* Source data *
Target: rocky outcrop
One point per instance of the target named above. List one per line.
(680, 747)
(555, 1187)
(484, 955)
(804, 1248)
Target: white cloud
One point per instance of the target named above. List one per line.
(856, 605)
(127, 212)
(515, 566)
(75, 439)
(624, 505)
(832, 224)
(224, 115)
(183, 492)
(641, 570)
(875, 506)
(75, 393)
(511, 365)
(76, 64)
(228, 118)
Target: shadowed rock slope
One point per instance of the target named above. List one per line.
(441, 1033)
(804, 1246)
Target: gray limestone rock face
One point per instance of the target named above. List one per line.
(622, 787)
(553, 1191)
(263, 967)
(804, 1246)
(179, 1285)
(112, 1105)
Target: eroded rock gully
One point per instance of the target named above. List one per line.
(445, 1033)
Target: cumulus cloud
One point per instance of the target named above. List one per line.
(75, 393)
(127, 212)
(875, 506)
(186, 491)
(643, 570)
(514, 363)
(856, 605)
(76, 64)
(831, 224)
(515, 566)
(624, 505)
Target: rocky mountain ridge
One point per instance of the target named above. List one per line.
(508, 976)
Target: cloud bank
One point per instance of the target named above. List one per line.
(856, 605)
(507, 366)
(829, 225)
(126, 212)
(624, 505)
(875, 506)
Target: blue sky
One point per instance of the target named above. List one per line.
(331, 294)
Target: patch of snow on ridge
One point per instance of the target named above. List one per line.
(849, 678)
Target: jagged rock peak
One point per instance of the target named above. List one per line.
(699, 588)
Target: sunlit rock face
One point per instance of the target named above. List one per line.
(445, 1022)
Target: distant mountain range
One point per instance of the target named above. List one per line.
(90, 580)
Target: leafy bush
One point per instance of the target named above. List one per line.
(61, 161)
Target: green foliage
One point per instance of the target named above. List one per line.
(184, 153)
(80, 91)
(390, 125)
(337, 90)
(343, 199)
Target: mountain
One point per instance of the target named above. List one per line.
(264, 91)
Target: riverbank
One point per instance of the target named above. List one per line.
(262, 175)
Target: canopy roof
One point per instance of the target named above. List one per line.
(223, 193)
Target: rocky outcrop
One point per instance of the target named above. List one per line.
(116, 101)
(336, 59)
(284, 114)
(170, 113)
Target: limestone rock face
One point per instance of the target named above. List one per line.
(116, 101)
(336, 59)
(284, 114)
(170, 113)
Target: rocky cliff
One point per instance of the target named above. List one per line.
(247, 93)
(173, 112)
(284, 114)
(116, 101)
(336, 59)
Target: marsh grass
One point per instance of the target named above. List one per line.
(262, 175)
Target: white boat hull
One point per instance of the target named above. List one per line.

* WHAT YOU NEED TO DO *
Copy out the whole listing exactly; please set it all down.

* ANSWER TO THIS PROBLEM *
Target: rocky outcrop
One point per instance of the target named above. List one per line.
(680, 747)
(555, 1187)
(484, 955)
(804, 1248)
Target: white cloud
One point per instance of the target named above. List one per line.
(856, 605)
(127, 212)
(515, 566)
(75, 439)
(624, 505)
(832, 224)
(224, 115)
(183, 492)
(641, 570)
(875, 506)
(75, 393)
(511, 365)
(76, 64)
(228, 118)
Target: shadowed rock slope
One point per instance of the target named above. List one per line.
(441, 1033)
(804, 1246)
Target: gray limestone rock face
One point per instance of the target named above. List one per line.
(622, 787)
(553, 1191)
(263, 967)
(804, 1246)
(179, 1285)
(112, 1105)
Target: eroded rock gully
One point per instance of the target named above. List one per line.
(445, 1033)
Target: cumulus cloud
One point per instance of the target named above. List one per line.
(75, 393)
(127, 212)
(875, 506)
(186, 491)
(643, 570)
(514, 363)
(856, 605)
(76, 64)
(831, 224)
(515, 566)
(624, 505)
Target: rocky mountain ridge
One point per instance of the target named above. List one per line.
(508, 976)
Target: cloud bank
One point per instance of the target named above. List one per line.
(856, 605)
(507, 366)
(829, 225)
(126, 212)
(624, 505)
(875, 506)
Target: blue sky
One point per instance of the target named above. List one per line.
(331, 294)
Target: patch of snow on ridge
One point per instance of the target named above. List one per line.
(849, 678)
Target: jagged rock peak
One point per instance of the target named above. List one per line.
(699, 588)
Target: sunlit rock face
One point per instance of the target named above. List one per line.
(445, 1022)
Target: distant mountain range
One point per instance of the target named above. List one per line.
(90, 580)
Target: leafy bush
One point per instance of the target named above. List one per line.
(61, 161)
Target: green foliage
One point per instance of the target named above. List one per line.
(184, 153)
(80, 91)
(390, 125)
(337, 90)
(343, 199)
Target: mountain
One point per instance of the target named above. List one per line.
(264, 91)
Target: riverbank
One point per instance of the target named above. List one per line.
(262, 175)
Target: canopy roof
One point per instance of the target named above. List one per line.
(223, 193)
Target: rocky outcrop
One point per instance of the target named above. List one per line.
(116, 101)
(336, 59)
(284, 114)
(170, 113)
Target: limestone rock face
One point per instance of the target named above. List one per line.
(116, 101)
(336, 59)
(284, 114)
(170, 113)
Target: rocky cliff
One point per instance of the target named above. List one per line.
(247, 93)
(173, 112)
(284, 114)
(116, 101)
(336, 59)
Target: marsh grass
One point per instance of the target named above. List one per line.
(262, 175)
Target: white boat hull
One point per instance of the target named above. List one per line.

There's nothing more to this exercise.